[Passage shown]
However, this legendary final almost fell apart. A few days before the start, reigning champion Stu Ungar lost big in a cash game and, in the heat of emotion, spat in the dealer's face. The enraged casino owner Benny Binion immediately threw the troublemaker out the door and barred him from playing in the WSOP. The tournament would have been left without its main favorite if the owner's son, Jack Binion, hadn't intervened. He convinced his father that, for the sake of press attention, Ungar should be forgiven.

The billing of the final heads-up looked monumental for the industry of the early '80s. On one side — Ungar: an aggressive and impulsive genius with a photographic memory who, in Johnny Moss's words, had "alligator blood." On the other — Green: a level-headed, cool-blooded 44-year-old businessman from Alaska who had come to play for fun.

The Fatal Hand

Through heavy pressure Green took pot after pot from Ungar and at one point seized the chip lead. The stands began to whisper that the fur trader was about to pull off the biggest sensation of the century. But then fate intervened, gifting the spectators one of the most brutal and most-discussed coolers in the history of the Main Event.

In one of the key hands, Green entered the pot with 10♣️2♣️. On the flop: J♦️ 9♣️8♣️. Green had a promising situation: his ten and deuce gave him a powerful combo draw. Ungar opened the betting with 65,000 chips. Perry, without hesitation, announced a huge all-in. Green expected to see panic from Stu or an instant fold, but "The Kid" called in a split second. 

Ungar turned over A♣️J♣️. He had top pair of jacks and the nut flush draw, which "killed" Green's club outs. The math was merciless to the merchant from Alaska: he had just 20% to win. The turn and river didn't save Perry. Ungar took the giant pot and secured an insurmountable chip advantage. By the way, the irony of fate: Green lost with the hand 10-2 — the very cards with which his friend Doyle Brunson had become world champion two years in a row.

On the final hand of the tournament, Ungar raised preflop with A♦️Q♠️, and Green called with 10♣️ 9♦️. On the flop 8♥️ 7♦️ 4♠️ Green again moved all his chips into the middle on an open-ended straight draw. Ungar coolly shut him down with ace-high. The turn 4♠️ and river Q♦️ brought Ungar his second bracelet, and Perry Green second place and $150,000 in prize money.

A Game That Lasted a Lifetime

That heads-up vividly captured the clash of two fundamentally different approaches to poker and to life. Stu Ungar chose the path of total immersion in the game, becoming an icon of the poker scene with an incredibly brilliant but tragically short career. Perry Green, by contrast, embodied an entirely different culture — the culture of the successful businessman for whom poker always remained a passion, but not the sole meaning of life. He returned to his beloved wife Gloria in Alaska, kept selling fur coats, raising children and grandchildren. Throughout all these years Green never parted with poker: he regularly traveled to Vegas, adding to his collection of tournament winnings, which today has come close to the $1.2 million mark.

45 years after that legendary heads-up, Green once again walked into the Horseshoe casino at the WSOP 2026.

After enduring multi-day resistance in the Omaha Hi-Lo tournament against 828 participants, the 90-year-old Perry Green broke into the final six! He officially became the oldest player in poker history to reach the final table of an open World Series tournament. In the end the veteran finished 6th, earning $30,973, and the entire hall sent him off with a standing ovation.

Perry Green

Photo: Poker.org

When PokerNews journalists asked Green what makes him fly to Vegas at such a venerable age, he just smiled:

"I don't play golf and I can't do sports. But poker is the best stimulus for my brain. This game keeps me from getting old. And remember: play for fun, cherish life, and love your family — that's where the real win lies."

[Data extract]
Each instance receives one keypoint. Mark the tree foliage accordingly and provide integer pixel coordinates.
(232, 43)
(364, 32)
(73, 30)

[Instructions]
#1 In the passage about the Ungar–Green final, why was Stu Ungar allowed to play in the WSOP after Benny Binion barred him?
#2 Rewrite the paragraph of the passage about the Ungar–Green final that begins "After enduring multi-day resistance" as a short bulleted list that keeps its main facts.

[Answers per task]
#1 Jack Binion, the casino owner's son, stepped in. He convinced his father to forgive Ungar for the sake of press attention, which kept the tournament's main favorite in the field.

#2
- Perry Green, age 90, lasted through several days of play in an Omaha Hi-Lo tournament against 828 participants and reached the final six.
- He became the oldest player in poker history to reach the final table of an open World Series tournament.
- He finished 6th, earned $30,973, and got a standing ovation from the whole hall.